PROMPT: Extract the line that contains "In this photo, where can the red window" and every line after it to the end of the records below, exactly as written and nothing else.

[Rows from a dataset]
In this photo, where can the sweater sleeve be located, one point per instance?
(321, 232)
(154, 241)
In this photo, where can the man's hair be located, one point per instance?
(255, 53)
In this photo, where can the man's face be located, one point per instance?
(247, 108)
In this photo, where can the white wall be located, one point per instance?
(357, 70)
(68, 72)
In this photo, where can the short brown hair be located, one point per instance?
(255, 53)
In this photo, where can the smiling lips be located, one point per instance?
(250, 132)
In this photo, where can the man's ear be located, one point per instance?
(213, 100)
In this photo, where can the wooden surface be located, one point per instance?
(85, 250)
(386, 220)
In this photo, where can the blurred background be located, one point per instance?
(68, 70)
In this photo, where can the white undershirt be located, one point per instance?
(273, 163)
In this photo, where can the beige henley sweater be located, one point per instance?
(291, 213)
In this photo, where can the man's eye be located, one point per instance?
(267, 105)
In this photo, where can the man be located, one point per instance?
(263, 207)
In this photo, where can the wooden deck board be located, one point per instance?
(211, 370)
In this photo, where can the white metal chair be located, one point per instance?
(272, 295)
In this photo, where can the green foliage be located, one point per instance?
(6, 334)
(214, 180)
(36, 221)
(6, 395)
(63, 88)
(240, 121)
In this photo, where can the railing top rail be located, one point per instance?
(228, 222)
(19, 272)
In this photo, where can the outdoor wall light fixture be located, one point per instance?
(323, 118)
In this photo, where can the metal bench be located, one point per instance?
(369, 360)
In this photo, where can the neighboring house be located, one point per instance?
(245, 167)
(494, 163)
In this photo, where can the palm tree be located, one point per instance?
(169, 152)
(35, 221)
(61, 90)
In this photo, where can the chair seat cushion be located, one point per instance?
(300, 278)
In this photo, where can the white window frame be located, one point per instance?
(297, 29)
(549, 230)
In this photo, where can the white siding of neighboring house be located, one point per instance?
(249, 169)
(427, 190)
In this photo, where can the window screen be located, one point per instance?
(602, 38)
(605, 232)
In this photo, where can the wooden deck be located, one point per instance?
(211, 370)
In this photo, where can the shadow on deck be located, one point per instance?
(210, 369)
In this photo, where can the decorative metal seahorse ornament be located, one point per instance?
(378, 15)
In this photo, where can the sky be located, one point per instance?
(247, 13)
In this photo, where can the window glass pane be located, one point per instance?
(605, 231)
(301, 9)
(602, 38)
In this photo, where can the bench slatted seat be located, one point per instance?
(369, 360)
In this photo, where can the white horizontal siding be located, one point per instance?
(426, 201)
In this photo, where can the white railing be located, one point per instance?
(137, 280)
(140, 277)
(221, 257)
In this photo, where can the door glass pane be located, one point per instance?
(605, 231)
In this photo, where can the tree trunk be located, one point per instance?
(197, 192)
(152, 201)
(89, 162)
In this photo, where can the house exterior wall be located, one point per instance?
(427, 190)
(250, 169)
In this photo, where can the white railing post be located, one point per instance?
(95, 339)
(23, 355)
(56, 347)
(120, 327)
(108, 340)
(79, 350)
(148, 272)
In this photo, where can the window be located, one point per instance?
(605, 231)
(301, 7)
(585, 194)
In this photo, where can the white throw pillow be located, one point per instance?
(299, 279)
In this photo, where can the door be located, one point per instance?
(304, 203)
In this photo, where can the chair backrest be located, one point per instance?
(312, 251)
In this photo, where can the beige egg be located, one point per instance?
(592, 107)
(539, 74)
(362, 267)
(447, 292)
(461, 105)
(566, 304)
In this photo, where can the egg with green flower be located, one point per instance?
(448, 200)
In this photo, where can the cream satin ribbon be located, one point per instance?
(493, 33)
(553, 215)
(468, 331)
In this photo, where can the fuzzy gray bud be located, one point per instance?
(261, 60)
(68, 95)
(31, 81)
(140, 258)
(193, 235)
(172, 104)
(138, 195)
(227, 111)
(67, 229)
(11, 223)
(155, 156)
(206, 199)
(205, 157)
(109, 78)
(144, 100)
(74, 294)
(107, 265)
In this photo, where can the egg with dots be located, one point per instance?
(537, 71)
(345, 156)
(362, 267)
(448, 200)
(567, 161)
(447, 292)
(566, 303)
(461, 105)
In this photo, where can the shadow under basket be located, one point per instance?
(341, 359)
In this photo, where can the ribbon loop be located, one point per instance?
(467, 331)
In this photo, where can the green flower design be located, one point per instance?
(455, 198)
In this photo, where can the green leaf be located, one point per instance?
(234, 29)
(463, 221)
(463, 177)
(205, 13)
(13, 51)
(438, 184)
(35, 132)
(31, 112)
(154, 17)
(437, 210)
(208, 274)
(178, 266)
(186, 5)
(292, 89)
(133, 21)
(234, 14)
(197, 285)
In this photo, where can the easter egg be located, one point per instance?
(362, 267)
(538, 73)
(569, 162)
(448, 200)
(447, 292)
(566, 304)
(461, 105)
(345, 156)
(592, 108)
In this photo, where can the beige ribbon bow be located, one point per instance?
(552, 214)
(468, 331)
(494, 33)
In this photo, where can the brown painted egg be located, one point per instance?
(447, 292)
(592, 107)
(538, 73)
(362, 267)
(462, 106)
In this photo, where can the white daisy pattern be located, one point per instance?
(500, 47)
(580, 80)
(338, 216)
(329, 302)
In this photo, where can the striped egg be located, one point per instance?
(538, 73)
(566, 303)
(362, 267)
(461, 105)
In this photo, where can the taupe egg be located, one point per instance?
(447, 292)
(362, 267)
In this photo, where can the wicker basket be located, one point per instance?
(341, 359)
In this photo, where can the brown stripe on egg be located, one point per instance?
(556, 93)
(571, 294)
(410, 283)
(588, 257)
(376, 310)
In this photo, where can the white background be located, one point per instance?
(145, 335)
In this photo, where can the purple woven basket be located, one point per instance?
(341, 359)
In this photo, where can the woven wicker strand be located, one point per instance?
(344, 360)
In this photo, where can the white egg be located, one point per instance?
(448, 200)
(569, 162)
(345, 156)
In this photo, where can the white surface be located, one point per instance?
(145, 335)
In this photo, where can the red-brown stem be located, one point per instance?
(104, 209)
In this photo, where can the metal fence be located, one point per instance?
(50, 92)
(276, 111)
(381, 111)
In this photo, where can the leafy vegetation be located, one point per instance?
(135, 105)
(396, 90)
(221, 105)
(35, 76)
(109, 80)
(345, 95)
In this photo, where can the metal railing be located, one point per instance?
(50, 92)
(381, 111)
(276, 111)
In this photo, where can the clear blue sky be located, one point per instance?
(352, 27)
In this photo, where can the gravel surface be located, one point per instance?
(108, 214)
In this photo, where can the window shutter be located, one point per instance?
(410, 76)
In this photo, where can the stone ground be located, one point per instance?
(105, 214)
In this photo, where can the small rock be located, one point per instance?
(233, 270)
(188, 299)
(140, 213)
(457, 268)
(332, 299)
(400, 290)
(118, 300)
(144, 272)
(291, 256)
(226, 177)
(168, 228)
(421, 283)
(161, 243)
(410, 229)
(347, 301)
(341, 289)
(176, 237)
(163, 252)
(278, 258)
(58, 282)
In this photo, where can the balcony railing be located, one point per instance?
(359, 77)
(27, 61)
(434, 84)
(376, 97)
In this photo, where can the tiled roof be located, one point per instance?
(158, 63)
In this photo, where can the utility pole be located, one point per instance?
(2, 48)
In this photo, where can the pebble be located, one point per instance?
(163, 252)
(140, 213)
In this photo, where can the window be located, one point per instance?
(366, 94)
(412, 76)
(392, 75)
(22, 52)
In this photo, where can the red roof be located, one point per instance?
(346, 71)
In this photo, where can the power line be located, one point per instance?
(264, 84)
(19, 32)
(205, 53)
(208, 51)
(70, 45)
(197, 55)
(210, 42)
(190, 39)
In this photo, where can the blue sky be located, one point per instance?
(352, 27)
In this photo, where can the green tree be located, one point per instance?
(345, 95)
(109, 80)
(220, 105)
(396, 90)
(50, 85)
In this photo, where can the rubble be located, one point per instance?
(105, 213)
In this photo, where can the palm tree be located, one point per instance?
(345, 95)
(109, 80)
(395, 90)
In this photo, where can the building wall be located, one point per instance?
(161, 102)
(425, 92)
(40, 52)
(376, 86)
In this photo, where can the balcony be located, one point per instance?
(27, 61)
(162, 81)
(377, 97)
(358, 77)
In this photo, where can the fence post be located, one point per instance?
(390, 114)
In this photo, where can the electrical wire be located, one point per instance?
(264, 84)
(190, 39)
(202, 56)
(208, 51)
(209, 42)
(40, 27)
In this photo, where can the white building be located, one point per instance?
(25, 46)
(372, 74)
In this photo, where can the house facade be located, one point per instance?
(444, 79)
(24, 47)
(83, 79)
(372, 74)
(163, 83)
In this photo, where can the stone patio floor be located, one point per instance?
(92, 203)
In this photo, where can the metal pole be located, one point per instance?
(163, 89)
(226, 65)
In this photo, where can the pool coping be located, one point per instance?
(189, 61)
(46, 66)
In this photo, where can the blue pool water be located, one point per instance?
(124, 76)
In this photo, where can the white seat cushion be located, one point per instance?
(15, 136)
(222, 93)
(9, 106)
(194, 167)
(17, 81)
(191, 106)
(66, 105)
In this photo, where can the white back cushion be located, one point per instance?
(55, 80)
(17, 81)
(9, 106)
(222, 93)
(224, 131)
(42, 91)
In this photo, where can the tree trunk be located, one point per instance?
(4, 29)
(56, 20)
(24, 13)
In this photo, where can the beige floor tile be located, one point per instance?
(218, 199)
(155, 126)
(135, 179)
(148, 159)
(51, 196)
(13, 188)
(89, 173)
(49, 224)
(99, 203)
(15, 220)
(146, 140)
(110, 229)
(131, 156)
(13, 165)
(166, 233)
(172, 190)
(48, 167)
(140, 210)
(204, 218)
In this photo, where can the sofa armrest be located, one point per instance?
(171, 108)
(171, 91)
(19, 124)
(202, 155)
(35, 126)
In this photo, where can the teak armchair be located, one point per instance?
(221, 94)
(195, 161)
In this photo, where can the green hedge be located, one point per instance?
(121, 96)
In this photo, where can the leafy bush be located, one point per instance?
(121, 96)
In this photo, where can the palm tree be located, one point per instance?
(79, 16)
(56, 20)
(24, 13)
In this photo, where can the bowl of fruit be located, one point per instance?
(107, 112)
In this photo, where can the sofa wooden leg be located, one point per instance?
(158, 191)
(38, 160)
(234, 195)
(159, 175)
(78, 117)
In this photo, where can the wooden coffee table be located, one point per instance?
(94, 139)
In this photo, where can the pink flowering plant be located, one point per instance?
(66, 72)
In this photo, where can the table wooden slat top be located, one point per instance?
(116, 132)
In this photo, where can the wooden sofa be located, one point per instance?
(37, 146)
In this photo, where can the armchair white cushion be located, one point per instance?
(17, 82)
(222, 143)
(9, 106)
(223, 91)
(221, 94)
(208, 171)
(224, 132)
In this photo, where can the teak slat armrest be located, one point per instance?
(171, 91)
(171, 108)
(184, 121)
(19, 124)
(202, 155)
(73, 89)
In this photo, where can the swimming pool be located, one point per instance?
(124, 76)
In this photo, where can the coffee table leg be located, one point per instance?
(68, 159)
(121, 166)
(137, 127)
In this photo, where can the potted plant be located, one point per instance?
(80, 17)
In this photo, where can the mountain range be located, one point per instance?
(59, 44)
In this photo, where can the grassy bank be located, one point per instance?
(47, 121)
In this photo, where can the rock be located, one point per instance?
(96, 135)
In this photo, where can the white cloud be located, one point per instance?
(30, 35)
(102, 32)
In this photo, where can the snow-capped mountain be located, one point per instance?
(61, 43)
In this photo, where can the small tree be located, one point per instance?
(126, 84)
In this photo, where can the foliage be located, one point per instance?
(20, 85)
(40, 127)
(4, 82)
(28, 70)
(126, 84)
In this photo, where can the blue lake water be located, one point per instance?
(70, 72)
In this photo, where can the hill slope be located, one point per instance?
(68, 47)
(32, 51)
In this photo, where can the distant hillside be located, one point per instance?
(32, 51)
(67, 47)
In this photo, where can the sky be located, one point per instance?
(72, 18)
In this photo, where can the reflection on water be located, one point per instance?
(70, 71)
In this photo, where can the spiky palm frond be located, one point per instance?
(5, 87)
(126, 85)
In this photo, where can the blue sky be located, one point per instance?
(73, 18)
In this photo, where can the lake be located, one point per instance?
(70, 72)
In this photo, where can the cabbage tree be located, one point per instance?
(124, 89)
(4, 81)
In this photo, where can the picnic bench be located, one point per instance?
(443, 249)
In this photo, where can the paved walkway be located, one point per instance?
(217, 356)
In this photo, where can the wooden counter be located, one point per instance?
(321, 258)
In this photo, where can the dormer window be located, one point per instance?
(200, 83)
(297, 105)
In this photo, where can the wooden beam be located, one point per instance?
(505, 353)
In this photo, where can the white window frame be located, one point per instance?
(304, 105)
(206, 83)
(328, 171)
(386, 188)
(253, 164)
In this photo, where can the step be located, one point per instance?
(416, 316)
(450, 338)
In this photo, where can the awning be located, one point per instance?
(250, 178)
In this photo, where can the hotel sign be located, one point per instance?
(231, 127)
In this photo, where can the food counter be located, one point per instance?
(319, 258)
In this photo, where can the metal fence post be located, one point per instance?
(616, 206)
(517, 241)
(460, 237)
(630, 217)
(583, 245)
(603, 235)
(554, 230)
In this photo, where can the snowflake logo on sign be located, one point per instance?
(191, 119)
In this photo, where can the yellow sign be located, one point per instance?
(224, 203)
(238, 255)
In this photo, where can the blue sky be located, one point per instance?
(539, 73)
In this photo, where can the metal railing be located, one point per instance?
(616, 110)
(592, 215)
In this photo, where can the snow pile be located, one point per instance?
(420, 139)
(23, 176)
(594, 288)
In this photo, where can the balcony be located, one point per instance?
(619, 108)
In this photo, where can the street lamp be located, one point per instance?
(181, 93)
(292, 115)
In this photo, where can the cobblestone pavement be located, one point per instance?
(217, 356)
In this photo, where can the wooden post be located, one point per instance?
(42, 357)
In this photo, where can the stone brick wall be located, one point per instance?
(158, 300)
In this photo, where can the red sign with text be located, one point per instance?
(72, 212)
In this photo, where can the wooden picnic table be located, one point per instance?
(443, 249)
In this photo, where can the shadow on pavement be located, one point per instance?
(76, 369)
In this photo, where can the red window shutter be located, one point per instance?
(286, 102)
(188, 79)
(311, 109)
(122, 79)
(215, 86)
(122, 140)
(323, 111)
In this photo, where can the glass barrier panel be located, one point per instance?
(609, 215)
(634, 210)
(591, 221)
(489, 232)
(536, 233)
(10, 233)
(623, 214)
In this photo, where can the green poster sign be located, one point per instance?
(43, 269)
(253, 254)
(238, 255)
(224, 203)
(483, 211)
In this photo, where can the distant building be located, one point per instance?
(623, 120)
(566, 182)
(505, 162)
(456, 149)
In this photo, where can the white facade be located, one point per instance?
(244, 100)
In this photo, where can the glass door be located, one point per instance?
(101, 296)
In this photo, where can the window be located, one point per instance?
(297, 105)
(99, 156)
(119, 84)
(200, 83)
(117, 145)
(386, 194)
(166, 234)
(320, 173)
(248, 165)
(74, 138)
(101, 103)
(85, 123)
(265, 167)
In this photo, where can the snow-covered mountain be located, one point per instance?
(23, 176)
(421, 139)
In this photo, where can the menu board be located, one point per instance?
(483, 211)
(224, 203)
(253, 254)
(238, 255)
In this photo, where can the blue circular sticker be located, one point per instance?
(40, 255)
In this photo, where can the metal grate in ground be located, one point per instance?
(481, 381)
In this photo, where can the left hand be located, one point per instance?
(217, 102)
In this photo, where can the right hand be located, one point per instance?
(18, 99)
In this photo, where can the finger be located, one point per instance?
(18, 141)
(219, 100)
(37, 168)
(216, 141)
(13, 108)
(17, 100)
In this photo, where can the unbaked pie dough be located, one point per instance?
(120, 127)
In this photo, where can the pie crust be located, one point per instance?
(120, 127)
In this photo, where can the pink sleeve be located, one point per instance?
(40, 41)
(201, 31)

EXERCISE ANSWER:
In this photo, where can the red window shutter be located, one point per instance?
(286, 102)
(188, 79)
(311, 109)
(122, 79)
(215, 86)
(122, 140)
(323, 111)
In this photo, where can the glass barrier panel be located, one point per instance?
(609, 215)
(634, 210)
(591, 221)
(489, 232)
(536, 233)
(10, 233)
(623, 214)
In this photo, where can the green poster sign be located, one point per instance?
(43, 269)
(253, 254)
(238, 255)
(224, 203)
(483, 211)
In this photo, where can the distant building be located, one point per instance?
(623, 120)
(566, 182)
(505, 162)
(456, 149)
In this photo, where can the white facade be located, one point per instance?
(244, 100)
In this photo, where can the glass door be located, one point per instance?
(101, 296)
In this photo, where can the window be located, one point per instance?
(297, 105)
(99, 156)
(119, 84)
(200, 83)
(117, 145)
(386, 194)
(166, 234)
(320, 173)
(248, 165)
(74, 138)
(101, 103)
(85, 123)
(265, 167)
In this photo, where can the snow-covered mountain be located, one point per instance?
(23, 176)
(421, 139)
In this photo, where can the menu board be located, one point per instance?
(483, 211)
(224, 203)
(253, 254)
(238, 255)
In this photo, where can the blue circular sticker be located, one point per instance?
(40, 255)
In this photo, where can the metal grate in ground be located, one point per instance?
(481, 381)
In this photo, where can the left hand be located, one point per instance?
(217, 102)
In this photo, where can the right hand be located, one point per instance?
(18, 99)
In this photo, where can the finger be located, one point per instance?
(18, 141)
(219, 100)
(37, 168)
(216, 141)
(13, 108)
(17, 100)
In this photo, where can the unbaked pie dough be located, one point per instance?
(120, 127)
In this photo, where can the pie crust be located, one point per instance?
(120, 127)
In this photo, where can the pink sleeve be located, one point per instance?
(40, 41)
(201, 31)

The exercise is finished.